Is there be a relation or restriction between a channel id and a content topic?

For now, I would suggest a single channelID per Community (matching the proposed content topic usage). The channelID concept was introduced to allow for possible future use case where filter clients only interested in certain sub-channels could participate in e2e reliability only for those channels. For now, since we don’t have such filter use cases and to build the simplest thing first, I’d just stick with one channelID for each “sync group” (i.e. each Community). We should make this clearer in the post, @shash256

@prem, re

it would be good to think of how each member would choose participant(s) to sync with

(and other points about the sync group)
The idea here is to exclude 1:1 sync interactions completely and simply add causality, ordering and ACK information to existing messages that will allow eventual consistency. The “sync group” is the entire community, and the only place where missing messages will be attempted to be retrieved will be from the store node. This comes with a bunch of assumptions, of course, that prioritises scalability above strong guarantees (e.g. what if the store node does not have the missing dependencies?, etc.). I think once we understand the behaviour of the protocol better we can add mechanisms that provide stronger guarantees. We may even introduce 1:1 interactions for smaller sync groups to speed up time to consistency.

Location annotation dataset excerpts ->

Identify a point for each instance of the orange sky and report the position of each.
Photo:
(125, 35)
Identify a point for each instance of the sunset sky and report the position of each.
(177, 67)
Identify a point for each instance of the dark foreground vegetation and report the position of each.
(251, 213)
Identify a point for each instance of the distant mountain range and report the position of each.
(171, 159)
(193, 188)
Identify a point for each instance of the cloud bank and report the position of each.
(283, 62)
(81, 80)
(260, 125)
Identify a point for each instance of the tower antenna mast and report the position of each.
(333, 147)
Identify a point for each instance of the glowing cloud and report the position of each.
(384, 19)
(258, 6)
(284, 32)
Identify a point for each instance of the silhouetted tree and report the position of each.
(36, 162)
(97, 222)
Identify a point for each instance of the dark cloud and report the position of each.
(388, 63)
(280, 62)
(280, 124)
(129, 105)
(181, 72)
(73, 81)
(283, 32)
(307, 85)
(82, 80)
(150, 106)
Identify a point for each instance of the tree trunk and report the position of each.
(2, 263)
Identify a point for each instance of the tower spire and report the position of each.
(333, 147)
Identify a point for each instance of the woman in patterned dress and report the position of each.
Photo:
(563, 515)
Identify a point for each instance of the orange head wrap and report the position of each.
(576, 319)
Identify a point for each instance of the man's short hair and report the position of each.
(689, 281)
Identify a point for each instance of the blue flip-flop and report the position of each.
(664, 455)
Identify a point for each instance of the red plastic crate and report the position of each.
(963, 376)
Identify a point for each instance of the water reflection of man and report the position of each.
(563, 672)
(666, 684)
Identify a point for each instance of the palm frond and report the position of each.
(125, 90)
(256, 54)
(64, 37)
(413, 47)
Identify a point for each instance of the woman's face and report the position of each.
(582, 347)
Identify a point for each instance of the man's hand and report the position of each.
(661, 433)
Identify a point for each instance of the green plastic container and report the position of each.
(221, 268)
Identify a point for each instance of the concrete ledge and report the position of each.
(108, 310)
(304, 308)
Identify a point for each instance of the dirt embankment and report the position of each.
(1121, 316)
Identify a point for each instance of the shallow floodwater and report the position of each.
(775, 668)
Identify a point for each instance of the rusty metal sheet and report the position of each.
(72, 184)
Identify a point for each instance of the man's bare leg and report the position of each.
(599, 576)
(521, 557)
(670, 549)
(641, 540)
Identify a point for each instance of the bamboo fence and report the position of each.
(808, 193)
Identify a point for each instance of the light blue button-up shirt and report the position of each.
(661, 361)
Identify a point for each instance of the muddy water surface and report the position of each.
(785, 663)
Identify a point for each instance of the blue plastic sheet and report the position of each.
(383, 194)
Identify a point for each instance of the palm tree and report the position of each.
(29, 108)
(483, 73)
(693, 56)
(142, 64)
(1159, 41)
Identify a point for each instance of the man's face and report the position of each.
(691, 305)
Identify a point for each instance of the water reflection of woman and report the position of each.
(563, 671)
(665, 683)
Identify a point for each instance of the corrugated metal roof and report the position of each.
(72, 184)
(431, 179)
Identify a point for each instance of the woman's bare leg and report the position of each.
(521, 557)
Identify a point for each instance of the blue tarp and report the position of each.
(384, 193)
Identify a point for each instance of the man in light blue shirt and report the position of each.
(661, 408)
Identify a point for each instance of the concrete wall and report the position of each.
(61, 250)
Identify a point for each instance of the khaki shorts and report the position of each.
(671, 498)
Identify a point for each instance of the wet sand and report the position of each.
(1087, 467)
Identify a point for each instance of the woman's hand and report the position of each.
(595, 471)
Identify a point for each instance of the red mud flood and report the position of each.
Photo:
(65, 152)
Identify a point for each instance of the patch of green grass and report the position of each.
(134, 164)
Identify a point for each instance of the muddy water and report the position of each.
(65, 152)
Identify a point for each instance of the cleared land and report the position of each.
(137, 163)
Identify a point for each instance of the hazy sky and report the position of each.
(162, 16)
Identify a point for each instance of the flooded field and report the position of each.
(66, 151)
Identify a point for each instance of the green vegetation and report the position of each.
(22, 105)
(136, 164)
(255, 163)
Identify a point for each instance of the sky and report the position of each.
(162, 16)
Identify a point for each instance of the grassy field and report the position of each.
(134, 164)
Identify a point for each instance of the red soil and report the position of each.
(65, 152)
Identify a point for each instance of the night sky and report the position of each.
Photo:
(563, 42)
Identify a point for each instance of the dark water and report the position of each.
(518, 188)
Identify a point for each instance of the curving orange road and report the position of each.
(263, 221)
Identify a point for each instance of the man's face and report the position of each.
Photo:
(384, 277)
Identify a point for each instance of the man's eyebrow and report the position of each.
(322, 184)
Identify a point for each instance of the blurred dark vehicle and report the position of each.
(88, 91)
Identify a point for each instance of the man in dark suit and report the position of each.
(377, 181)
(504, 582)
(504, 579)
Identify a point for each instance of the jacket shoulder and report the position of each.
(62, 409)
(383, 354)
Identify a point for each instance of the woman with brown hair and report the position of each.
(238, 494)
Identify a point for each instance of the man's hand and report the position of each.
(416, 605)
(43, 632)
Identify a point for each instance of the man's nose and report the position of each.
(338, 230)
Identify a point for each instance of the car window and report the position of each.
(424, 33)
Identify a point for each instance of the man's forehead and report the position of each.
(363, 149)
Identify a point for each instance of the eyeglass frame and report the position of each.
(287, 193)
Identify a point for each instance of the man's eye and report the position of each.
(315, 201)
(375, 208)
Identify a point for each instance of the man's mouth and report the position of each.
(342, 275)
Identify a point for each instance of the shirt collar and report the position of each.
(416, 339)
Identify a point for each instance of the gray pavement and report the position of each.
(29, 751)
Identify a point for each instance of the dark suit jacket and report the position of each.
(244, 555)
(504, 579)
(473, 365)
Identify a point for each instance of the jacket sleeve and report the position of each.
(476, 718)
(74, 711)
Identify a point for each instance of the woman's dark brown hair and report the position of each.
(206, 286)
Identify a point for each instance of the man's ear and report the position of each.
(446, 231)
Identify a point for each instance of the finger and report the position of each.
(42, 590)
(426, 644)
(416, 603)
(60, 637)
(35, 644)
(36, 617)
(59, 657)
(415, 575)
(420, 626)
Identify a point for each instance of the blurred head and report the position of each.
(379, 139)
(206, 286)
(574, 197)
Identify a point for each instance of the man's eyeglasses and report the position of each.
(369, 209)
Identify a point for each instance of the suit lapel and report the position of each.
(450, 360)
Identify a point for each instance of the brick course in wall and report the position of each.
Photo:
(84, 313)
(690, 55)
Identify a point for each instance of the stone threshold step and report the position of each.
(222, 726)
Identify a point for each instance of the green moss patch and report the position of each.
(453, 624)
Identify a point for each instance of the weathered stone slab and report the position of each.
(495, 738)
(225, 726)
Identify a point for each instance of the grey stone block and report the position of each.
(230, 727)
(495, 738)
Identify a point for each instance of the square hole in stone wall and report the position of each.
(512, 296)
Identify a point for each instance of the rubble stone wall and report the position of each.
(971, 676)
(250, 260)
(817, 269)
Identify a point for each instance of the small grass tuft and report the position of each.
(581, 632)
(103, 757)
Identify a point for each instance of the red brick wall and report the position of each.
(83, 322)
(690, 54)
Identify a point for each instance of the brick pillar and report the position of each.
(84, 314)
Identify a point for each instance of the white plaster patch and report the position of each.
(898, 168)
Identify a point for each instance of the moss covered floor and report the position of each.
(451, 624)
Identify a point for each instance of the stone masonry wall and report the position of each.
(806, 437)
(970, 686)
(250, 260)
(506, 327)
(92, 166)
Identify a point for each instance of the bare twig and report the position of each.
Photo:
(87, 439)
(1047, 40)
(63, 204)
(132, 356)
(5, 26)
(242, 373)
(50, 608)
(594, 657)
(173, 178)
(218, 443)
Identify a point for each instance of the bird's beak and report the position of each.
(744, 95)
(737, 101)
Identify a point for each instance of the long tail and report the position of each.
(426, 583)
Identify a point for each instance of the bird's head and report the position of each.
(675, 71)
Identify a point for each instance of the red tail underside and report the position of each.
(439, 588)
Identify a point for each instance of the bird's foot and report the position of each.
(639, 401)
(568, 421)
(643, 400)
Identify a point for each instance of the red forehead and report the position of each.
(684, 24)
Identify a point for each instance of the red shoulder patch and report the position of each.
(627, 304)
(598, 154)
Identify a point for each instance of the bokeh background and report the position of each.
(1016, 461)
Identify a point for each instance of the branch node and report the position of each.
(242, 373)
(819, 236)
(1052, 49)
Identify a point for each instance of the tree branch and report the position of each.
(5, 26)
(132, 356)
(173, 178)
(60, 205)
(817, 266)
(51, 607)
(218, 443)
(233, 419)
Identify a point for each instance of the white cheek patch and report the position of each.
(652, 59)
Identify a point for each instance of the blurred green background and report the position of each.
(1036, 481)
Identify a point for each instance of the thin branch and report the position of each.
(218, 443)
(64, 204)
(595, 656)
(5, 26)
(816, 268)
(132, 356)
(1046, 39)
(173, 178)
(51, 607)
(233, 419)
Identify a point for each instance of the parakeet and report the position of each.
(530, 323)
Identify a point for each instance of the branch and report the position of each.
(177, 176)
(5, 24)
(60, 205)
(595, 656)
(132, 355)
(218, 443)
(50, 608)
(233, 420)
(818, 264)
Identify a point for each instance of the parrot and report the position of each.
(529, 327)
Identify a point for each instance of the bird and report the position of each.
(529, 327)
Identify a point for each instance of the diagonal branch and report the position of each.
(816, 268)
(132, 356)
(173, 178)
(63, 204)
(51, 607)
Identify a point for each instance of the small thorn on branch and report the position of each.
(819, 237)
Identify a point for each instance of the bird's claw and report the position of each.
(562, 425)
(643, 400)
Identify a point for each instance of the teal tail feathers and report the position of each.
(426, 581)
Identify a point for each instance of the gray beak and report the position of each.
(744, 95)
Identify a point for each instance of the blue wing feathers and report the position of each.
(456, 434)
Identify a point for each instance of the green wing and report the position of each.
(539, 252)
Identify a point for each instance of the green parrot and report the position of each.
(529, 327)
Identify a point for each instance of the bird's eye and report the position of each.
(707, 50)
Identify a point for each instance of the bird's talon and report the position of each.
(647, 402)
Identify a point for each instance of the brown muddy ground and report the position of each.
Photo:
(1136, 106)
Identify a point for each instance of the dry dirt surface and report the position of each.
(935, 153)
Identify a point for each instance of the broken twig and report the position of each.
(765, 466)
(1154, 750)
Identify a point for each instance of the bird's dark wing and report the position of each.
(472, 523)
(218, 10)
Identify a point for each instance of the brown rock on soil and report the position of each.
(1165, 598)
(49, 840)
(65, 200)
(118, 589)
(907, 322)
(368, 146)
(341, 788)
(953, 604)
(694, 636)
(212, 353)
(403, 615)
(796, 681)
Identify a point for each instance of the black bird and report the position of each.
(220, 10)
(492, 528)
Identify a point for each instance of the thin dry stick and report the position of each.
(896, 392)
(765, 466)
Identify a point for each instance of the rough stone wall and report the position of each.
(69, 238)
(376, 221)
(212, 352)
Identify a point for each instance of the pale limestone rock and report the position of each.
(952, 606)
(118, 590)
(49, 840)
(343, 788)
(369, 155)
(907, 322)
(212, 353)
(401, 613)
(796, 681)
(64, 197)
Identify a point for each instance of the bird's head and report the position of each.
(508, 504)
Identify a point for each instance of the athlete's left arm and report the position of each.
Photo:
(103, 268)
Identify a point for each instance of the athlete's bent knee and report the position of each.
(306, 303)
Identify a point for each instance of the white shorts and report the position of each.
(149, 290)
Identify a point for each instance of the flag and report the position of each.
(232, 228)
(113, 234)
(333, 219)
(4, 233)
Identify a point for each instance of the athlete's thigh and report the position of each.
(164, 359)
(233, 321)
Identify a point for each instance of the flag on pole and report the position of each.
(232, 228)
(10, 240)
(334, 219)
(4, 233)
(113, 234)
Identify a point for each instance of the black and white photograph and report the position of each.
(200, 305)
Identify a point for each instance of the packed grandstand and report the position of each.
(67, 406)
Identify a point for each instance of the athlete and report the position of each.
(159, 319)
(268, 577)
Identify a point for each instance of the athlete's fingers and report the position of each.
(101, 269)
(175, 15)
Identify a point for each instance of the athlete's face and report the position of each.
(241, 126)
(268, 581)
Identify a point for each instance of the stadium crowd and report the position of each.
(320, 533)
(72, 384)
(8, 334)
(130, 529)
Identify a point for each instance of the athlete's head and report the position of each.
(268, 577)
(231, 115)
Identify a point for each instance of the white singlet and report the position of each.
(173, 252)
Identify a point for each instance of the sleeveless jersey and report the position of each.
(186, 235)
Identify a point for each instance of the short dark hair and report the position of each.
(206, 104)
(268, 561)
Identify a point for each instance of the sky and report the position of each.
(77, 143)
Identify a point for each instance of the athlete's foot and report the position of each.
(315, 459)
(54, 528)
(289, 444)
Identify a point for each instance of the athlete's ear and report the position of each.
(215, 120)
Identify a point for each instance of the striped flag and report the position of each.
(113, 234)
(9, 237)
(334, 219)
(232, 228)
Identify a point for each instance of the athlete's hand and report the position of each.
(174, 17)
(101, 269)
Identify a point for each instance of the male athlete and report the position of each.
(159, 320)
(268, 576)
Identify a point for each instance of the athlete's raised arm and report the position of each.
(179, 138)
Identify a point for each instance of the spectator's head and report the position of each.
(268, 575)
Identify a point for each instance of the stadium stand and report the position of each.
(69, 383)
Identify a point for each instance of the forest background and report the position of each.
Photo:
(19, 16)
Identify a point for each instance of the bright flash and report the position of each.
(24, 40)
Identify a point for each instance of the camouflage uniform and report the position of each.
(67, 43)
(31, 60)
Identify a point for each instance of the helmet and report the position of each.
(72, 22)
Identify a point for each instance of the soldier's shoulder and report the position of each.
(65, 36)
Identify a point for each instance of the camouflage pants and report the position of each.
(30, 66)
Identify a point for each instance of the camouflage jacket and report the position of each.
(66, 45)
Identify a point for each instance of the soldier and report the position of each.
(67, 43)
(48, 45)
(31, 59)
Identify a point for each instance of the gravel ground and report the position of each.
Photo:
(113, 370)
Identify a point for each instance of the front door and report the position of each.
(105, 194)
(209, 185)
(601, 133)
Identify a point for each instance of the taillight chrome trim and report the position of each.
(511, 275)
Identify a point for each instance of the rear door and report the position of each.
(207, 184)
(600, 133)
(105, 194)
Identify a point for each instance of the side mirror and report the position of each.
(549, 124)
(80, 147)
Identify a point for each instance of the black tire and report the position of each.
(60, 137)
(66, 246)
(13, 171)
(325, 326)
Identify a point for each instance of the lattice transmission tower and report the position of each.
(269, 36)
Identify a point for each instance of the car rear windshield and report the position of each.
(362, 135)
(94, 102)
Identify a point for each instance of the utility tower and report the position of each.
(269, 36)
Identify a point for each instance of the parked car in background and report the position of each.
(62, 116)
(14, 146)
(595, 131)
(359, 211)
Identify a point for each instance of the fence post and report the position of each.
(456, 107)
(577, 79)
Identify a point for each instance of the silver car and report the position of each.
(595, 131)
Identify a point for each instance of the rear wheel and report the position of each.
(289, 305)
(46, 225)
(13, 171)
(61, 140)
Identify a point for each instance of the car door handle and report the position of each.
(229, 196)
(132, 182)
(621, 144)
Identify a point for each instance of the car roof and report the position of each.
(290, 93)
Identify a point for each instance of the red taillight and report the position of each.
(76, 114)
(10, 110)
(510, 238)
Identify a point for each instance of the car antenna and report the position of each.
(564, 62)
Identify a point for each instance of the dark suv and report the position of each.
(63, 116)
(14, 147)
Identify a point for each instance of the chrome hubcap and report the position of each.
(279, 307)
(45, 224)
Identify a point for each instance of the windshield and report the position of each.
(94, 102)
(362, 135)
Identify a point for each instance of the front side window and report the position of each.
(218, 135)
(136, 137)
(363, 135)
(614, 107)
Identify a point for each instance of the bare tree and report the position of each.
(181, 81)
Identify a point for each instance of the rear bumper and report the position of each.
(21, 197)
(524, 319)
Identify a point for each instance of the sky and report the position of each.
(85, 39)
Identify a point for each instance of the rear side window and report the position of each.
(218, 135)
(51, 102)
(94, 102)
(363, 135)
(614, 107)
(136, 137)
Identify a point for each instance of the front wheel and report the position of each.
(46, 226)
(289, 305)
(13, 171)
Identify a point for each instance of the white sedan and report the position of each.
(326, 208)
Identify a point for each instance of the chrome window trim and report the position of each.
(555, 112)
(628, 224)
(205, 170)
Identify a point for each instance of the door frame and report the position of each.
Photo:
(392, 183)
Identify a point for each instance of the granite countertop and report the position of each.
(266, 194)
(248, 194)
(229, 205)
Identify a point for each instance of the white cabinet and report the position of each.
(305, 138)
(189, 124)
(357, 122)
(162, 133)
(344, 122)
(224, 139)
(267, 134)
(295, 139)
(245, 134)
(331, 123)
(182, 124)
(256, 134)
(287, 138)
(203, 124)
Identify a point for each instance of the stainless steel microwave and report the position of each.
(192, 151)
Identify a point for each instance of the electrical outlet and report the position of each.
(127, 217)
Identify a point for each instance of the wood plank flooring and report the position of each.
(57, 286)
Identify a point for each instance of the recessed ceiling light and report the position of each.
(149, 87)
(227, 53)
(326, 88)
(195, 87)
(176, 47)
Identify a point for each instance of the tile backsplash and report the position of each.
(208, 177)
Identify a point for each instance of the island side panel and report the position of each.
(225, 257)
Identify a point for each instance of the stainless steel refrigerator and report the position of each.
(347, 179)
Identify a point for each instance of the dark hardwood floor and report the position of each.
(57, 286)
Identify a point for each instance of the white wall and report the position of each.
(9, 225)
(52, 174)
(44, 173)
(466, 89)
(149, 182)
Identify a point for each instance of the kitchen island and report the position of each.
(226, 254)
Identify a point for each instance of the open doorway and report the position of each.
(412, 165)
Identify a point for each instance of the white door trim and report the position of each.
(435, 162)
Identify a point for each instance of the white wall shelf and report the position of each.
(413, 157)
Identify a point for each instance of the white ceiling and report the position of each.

INSTRUCTION -> In the discussion about channel IDs, where is the only place missing messages will be retrieved from? The data has no connection to the text about channel IDs.

REPLY TO THE EXERCISE -> The store node.